SELECTED EXCERPT
Finance chiefs of the Group of Seven leading industrialized powers will hold emergency talks on the euro zone debt crisis on Tuesday in a sign of heightened global alarm about strains in the 17-nation European currency area.
With Greece, Ireland and Portugal all under international bailout programmes, financial markets are anxious about the risks from a seething Spanish banking crisis and a June 17 Greek general election that may lead to Athens leaving the euro zone.
Canadian Finance Minister Jim Flaherty said ministers and central bankers of the United States, Canada, Japan, Britain, Germany, France and Italy would hold a special conference call, raising pressure on the Europeans to act.
"The real concern right now is Europe of course - the weakness in some of the banks in Europe, the fact they're undercapitalised, the fact the other European countries in the euro zone have not taken sufficient action yet to address those issues of undercapitalisation of banks and building an adequate firewall," Flaherty told reporters.
The disclosure of the normally confidential teleconference came as European Union paymaster Germany said it was up to Spain, the latest euro zone country in the markets' firing line, to decide if it needed financial assistance, after media reports that Berlin was pressing Madrid to request aid.
German Chancellor Angela Merkel and leaders of her centre-right coalition said in a joint statement: "All the instruments are available to guarantee the safety of banks in the euro zone."
They effectively ruled out Spanish calls to allow euro zone rescue funds to lend money directly to recapitalise Spanish banks, which are weighed down with bad property debts, without the government having to take a bailout programme.

TASK DESCRIPTION
Answer these questions from the euro zone crisis report.
(a) On what day will the Group of Seven finance chiefs hold their emergency talks?
(b) On what date is the Greek general election?
(c) What are the Spanish banks weighed down with?

GIVEN INFORMATION
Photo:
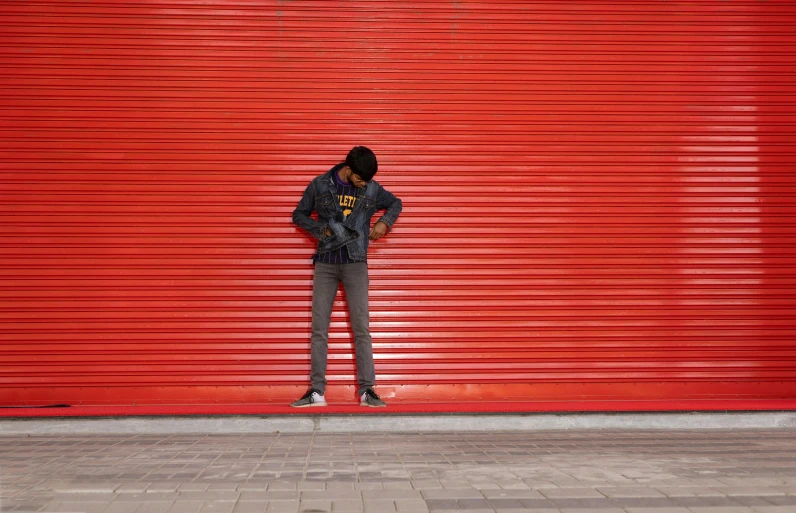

THE RESULT
(a) Tuesday
(b) June 17
(c) Bad property debts